(Data drawn from a collection)
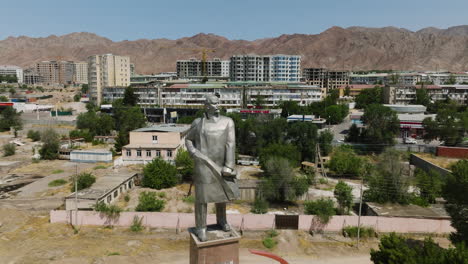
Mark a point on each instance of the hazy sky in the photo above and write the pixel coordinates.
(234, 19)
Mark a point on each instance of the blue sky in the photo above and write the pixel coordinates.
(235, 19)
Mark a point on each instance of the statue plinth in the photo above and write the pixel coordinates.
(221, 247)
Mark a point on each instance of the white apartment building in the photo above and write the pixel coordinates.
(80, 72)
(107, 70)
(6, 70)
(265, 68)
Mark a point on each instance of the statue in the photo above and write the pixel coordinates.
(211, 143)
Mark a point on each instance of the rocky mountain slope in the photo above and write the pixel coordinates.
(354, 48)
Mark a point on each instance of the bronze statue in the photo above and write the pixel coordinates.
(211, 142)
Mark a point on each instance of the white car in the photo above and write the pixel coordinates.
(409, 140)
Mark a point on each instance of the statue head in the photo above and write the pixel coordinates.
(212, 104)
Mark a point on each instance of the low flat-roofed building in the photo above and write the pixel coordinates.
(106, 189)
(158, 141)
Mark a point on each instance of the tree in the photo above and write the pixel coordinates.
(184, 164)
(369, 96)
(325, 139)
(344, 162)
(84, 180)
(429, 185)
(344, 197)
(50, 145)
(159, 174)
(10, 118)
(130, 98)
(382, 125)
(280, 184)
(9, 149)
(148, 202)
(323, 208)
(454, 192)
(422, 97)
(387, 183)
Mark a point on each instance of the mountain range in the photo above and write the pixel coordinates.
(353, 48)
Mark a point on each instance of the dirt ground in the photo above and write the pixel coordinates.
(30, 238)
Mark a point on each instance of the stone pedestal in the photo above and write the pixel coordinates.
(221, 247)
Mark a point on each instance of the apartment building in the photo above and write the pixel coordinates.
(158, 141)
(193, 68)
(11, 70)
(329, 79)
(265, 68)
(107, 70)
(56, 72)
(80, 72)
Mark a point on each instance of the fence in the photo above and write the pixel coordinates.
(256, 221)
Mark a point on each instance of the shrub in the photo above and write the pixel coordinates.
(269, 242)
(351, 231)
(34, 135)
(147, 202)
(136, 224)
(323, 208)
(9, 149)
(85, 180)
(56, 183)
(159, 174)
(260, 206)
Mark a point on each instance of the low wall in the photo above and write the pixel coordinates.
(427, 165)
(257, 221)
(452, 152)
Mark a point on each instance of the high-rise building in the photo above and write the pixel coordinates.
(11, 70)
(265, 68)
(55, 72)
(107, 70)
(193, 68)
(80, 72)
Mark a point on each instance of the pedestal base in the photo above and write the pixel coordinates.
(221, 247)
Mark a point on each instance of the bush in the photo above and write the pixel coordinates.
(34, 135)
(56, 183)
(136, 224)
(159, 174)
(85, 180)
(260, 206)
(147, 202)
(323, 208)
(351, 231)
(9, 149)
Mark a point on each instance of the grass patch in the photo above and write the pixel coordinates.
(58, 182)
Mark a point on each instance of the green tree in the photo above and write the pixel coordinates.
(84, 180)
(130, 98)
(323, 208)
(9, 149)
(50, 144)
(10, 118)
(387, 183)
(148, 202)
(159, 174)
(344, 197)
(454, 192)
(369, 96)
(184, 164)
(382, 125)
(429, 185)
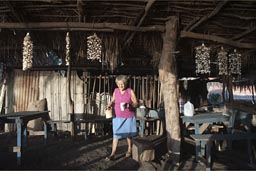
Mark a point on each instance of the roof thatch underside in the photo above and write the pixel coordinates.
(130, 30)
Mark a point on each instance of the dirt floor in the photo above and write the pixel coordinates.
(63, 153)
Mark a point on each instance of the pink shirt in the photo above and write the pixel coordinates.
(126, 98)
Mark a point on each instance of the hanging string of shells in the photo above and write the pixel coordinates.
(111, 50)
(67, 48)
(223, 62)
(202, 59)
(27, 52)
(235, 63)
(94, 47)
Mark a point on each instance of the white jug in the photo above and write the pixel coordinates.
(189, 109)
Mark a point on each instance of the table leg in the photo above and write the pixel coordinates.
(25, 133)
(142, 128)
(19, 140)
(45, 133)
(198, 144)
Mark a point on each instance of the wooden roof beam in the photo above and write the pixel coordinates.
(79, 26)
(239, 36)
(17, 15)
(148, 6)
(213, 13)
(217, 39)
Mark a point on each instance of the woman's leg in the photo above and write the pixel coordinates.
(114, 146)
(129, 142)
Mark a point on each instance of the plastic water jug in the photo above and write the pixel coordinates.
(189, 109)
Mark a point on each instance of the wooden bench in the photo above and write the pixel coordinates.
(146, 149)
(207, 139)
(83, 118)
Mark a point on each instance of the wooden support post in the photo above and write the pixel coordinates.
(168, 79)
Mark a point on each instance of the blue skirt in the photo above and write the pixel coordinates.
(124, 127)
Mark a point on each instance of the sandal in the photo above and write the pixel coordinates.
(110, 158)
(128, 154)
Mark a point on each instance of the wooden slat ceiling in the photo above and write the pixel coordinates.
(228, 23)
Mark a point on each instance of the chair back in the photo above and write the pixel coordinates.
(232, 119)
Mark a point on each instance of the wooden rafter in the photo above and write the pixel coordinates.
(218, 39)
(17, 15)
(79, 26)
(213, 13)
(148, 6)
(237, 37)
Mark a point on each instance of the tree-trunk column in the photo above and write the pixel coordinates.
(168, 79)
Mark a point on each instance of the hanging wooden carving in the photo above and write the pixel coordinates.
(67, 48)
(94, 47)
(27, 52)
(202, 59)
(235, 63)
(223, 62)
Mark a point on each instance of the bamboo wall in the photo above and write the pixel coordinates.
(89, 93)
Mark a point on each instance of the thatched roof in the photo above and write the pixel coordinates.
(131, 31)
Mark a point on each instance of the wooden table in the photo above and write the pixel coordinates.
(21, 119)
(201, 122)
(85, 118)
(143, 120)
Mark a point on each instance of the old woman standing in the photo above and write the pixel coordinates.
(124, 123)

* * *

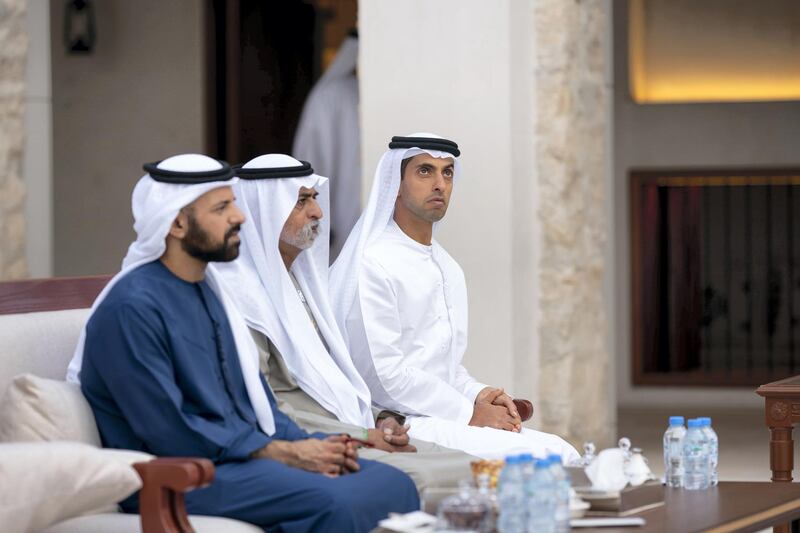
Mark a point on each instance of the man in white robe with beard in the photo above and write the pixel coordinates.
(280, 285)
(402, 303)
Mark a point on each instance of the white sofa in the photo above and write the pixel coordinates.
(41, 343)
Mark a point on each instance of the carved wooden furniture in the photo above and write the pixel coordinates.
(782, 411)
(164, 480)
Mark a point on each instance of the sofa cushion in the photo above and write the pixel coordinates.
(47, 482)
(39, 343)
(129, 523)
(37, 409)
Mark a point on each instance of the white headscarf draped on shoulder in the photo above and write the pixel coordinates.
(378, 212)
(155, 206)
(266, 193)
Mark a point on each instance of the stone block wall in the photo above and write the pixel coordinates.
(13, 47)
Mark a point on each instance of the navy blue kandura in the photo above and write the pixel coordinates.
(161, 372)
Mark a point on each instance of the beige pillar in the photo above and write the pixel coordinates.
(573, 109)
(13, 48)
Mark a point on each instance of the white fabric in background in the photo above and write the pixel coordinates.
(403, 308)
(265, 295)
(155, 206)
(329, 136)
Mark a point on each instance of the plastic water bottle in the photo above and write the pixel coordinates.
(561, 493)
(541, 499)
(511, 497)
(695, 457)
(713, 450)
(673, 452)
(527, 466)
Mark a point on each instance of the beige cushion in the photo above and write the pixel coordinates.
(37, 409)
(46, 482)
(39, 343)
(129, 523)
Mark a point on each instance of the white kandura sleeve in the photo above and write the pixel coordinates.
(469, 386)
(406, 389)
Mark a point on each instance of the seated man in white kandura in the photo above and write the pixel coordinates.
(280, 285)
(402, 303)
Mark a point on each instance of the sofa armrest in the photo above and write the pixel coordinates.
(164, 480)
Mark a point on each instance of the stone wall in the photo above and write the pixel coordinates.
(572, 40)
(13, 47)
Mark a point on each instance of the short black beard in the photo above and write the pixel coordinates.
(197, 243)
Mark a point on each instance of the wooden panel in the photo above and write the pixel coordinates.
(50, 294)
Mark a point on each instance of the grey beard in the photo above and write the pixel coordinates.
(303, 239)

---

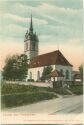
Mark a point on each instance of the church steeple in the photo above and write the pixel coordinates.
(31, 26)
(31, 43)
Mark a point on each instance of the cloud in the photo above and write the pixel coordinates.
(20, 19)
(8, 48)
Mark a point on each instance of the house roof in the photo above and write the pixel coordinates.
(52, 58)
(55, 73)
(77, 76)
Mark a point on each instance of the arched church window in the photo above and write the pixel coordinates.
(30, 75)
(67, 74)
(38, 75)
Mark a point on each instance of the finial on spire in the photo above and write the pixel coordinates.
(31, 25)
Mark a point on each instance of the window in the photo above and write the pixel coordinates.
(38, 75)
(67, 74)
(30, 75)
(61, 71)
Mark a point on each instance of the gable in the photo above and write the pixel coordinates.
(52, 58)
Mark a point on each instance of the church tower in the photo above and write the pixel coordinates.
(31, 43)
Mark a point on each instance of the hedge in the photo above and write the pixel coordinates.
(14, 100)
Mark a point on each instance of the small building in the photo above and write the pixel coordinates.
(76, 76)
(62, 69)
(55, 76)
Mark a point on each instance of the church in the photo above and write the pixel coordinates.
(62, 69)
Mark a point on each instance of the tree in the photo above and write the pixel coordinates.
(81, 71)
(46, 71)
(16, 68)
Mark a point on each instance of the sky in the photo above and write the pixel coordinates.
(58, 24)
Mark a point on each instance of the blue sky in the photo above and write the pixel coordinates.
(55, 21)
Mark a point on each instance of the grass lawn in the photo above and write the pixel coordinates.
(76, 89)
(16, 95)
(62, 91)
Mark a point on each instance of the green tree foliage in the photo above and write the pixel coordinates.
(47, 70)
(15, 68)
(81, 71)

■ PROBLEM DESCRIPTION: List every line of the material above that contains the string "wall", treating uppercase and lowercase as different.

■ RESPONSE TO THE EXERCISE:
Mark a point on each instance of the low wall in the photo above and write the pixel coordinates.
Mark a point on each instance of the bamboo wall in the photo above and write the pixel coordinates.
Mark a point on each instance of the stone block wall in the photo above and write the pixel coordinates.
Mark a point on each instance of the stone wall in the photo above and write the pixel coordinates.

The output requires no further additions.